2) O nível “meso” (meio),
composto de diferentes culturas, grupos sociais, géneros, etc., atravessados
pela dissociação-valor, sem nunca a reproduzir da mesma maneira. É importante
considerar estas diferenças para evitar o determinismo que faz decorrer todos os
fenómenos e todas as diferenças de um único princípio, o qual, no resultado
final, não poderia ser compreendido senão como um dado ontológico, metafísico ou
divino.
3) Finalmente, o nível micro, do
indivíduo, com a sua constituição peculiar, que nunca se conforma completamente
às exigências e imperativos do princípio formal da dissociação-valor nem aos da
sua pertença social, cultural ou sexual.

# # # #

- Tarefa a fazer: Dê continuação ao excerto sobre os níveis da dissociação-valor, a começar logo depois da última frase. A listagem vem de outra fonte.

- Entradas retiradas:
# # # #

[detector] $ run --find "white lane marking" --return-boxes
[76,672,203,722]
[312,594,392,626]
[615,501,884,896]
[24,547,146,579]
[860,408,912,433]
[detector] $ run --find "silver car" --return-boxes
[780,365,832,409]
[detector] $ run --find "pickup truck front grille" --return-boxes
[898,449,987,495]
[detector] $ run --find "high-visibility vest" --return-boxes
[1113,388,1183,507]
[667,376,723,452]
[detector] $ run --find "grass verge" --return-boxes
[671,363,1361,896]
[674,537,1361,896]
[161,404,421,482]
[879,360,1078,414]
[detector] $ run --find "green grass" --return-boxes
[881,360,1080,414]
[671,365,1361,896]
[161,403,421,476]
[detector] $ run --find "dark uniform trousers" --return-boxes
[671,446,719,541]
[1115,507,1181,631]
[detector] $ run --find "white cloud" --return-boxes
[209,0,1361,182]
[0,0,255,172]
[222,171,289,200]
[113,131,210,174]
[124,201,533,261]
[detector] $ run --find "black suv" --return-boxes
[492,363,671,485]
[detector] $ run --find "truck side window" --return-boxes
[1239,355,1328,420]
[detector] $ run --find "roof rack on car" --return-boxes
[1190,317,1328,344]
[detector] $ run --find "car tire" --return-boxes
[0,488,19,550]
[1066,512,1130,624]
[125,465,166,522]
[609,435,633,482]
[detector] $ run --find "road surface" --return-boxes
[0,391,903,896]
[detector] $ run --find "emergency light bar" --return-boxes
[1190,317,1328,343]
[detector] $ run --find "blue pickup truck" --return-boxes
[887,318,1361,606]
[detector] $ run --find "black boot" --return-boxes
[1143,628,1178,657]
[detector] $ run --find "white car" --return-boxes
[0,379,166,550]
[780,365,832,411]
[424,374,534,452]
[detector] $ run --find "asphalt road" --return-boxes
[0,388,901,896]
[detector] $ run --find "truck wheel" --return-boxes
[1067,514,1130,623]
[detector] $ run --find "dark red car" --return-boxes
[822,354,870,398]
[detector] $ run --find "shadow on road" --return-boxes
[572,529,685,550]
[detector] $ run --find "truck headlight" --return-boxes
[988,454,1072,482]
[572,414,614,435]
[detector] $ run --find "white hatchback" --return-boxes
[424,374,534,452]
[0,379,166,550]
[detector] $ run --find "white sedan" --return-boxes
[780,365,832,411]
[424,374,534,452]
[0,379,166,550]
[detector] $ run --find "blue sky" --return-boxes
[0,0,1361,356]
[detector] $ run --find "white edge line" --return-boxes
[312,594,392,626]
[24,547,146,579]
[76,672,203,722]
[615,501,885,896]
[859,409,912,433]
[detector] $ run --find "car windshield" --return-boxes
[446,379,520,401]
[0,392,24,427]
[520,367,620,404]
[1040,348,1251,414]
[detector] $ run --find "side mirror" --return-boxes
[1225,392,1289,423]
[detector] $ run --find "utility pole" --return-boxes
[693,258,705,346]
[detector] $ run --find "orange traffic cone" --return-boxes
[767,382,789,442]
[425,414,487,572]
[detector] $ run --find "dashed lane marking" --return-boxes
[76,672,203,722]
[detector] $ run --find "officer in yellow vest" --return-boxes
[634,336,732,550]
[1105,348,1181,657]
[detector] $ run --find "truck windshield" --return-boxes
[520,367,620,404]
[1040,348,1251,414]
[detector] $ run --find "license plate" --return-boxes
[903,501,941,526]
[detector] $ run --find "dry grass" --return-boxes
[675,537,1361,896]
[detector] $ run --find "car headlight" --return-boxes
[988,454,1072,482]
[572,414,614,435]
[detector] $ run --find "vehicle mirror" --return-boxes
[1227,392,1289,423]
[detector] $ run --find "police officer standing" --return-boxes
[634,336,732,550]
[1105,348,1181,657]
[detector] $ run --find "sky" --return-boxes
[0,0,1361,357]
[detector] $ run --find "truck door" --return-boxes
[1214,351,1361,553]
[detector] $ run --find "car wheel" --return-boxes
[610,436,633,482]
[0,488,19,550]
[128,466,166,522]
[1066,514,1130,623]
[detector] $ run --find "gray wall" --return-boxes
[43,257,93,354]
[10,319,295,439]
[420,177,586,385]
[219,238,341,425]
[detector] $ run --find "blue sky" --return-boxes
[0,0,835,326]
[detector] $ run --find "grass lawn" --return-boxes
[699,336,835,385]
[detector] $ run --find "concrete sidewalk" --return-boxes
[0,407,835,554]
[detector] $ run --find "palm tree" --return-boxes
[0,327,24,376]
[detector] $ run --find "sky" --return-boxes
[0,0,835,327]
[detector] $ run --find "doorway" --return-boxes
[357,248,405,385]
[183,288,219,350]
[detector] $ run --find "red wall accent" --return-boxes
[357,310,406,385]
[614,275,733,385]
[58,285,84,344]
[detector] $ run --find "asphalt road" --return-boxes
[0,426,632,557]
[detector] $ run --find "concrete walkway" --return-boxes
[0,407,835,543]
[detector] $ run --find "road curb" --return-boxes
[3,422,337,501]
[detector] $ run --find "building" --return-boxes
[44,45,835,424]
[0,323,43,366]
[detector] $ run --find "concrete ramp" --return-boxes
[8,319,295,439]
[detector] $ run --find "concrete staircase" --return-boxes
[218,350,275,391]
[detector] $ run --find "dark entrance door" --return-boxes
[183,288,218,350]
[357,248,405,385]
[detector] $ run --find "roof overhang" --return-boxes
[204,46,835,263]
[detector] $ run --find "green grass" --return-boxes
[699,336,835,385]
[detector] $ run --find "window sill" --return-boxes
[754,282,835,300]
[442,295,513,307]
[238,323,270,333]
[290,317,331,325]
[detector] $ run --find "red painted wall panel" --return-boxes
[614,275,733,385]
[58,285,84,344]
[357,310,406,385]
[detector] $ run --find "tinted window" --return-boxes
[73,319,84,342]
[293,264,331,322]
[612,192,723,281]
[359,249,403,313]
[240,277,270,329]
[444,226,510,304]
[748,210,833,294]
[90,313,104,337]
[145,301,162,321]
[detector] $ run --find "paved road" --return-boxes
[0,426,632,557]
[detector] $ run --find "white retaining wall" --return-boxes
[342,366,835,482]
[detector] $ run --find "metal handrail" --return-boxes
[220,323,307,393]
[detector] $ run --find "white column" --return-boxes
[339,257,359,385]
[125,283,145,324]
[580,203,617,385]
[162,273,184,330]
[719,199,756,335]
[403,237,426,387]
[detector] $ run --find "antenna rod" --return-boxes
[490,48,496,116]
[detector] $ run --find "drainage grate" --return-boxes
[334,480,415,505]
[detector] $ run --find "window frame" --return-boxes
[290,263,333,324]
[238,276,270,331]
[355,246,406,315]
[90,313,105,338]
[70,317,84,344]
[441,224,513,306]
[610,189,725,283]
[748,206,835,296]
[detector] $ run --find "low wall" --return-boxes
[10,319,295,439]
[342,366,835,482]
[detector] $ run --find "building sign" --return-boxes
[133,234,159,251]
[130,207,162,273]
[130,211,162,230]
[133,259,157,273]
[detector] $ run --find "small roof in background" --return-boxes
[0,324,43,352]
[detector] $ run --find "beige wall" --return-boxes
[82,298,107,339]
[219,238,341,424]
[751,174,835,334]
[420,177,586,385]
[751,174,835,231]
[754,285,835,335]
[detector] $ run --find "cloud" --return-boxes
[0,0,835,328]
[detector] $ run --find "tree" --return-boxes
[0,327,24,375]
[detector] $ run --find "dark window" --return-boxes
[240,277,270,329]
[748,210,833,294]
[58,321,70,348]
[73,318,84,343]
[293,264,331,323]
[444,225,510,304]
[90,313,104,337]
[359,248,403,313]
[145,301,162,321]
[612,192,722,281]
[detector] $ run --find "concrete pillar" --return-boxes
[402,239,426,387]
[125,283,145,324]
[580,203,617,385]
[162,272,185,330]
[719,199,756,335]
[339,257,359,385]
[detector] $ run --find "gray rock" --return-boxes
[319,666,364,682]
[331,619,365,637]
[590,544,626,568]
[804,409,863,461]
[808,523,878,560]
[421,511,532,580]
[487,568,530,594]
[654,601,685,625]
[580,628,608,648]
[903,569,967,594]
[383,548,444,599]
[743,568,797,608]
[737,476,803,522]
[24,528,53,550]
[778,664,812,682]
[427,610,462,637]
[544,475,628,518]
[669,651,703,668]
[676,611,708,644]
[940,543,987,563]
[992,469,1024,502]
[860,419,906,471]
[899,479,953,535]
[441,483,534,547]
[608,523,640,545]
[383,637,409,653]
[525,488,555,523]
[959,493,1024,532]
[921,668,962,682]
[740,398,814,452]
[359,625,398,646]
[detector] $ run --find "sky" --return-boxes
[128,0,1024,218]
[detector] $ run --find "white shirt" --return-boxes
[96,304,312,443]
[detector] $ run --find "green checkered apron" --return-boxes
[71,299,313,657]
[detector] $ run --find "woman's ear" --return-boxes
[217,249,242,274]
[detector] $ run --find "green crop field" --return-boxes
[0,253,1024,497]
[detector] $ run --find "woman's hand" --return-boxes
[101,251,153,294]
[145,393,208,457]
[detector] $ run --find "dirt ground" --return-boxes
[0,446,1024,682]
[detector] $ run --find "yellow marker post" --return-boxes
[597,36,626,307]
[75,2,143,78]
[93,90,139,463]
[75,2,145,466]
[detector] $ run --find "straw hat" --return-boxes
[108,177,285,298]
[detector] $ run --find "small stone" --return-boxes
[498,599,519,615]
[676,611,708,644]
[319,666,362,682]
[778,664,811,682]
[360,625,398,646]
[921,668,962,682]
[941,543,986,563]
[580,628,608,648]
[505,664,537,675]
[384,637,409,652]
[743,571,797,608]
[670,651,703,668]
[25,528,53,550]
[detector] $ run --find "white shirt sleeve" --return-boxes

# # # #

- Resposta ao exercício:
Estes três níveis devem ser
considerados cada um na sua diferença e na sua relação de dependência. Eles
produzem-se e reproduzem-se continuamente uns aos outros em novos planos
históricos. A dissociação-valor é concebida à partida como produto de uma certa
relação social – na verdade, ela não tem nada da "natural". Os grupos sociais e
culturais, assim como os géneros, são atravessados por esta "totalidade
quebrada", dando-lhe corpo de maneiras diversas, mas também contraditórias. Os
indivíduos nascidos nesta constelação adoptam a forma prevista para a sua
existência, mas sem nunca se conformarem totalmente com ela. É também por isso
que a dissociação-valor não coincide com a divisão entre as esferas pública e
privada, como veremos mais abaixo, mas participa historicamente na sua criação e
dissolução.
A dissociação sexual atravessa,
portanto, a sociedade no seu conjunto e a todos os níveis, mesmo não o fazendo
de modo petrificado. É muito mais do que uma organização social, afectando
também os níveis psicossociais, simbólicos e culturais, até à constituição
psíquica dos indivíduos.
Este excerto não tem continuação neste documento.